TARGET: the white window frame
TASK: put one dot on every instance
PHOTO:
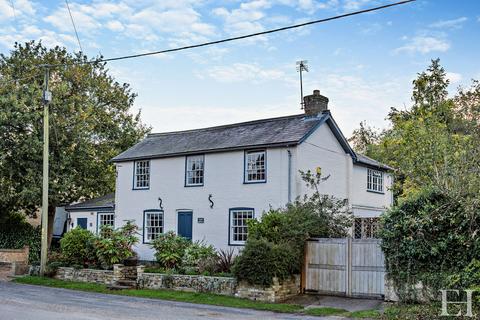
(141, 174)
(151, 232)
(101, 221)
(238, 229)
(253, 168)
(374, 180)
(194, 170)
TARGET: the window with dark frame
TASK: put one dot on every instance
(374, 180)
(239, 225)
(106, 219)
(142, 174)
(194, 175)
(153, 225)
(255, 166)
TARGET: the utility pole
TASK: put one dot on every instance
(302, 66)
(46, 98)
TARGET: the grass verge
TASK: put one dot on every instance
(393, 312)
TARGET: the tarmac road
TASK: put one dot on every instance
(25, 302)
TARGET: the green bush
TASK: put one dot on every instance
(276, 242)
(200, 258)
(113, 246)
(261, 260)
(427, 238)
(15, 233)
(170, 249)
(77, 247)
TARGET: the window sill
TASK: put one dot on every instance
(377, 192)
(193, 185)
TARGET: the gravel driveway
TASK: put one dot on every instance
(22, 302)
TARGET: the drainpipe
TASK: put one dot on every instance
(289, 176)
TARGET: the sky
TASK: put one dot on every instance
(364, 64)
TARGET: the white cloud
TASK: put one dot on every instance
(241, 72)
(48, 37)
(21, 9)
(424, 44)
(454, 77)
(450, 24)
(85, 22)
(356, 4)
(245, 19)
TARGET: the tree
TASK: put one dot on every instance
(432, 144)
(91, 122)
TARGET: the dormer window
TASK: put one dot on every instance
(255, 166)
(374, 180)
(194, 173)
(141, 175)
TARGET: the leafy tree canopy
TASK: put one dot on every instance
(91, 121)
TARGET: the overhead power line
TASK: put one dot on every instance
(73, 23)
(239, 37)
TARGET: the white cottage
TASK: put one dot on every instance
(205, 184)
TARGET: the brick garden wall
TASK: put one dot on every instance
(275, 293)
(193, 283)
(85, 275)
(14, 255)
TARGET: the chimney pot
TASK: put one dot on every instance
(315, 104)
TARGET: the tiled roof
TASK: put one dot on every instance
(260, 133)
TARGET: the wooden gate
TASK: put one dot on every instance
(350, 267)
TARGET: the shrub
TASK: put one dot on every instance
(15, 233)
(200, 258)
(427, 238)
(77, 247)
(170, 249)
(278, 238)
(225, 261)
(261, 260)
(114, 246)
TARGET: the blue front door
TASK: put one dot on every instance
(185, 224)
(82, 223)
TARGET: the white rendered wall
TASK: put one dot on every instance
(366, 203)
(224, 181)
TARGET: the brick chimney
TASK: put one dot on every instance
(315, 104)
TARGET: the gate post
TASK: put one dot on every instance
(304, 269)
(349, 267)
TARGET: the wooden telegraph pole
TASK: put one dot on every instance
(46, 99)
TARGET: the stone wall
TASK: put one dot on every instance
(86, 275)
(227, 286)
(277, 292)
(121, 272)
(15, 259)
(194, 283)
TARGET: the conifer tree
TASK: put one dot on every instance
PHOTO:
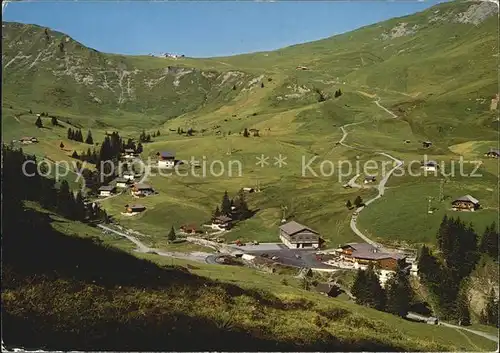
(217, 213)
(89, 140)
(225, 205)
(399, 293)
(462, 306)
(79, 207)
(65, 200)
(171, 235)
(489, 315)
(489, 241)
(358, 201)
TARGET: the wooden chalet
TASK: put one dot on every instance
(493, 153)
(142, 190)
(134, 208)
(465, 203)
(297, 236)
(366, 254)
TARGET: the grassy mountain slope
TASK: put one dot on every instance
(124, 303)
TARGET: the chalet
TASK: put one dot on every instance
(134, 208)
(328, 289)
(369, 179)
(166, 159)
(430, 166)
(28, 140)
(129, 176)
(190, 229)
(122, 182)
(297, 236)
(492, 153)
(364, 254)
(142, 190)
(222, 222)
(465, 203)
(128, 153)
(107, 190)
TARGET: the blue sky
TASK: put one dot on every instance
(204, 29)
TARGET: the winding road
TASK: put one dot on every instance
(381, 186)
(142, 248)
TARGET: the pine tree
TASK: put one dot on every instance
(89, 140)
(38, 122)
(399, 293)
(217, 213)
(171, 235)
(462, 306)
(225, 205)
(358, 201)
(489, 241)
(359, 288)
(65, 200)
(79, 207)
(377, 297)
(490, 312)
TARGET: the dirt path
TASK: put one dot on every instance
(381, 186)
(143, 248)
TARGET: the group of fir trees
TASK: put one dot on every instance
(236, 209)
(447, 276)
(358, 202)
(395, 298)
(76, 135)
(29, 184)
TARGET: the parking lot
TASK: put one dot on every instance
· · · · ·
[WHAT IS NEEDED] Among the lines above, count those containing "road" and give only that count.

[ANSWER BOX] 2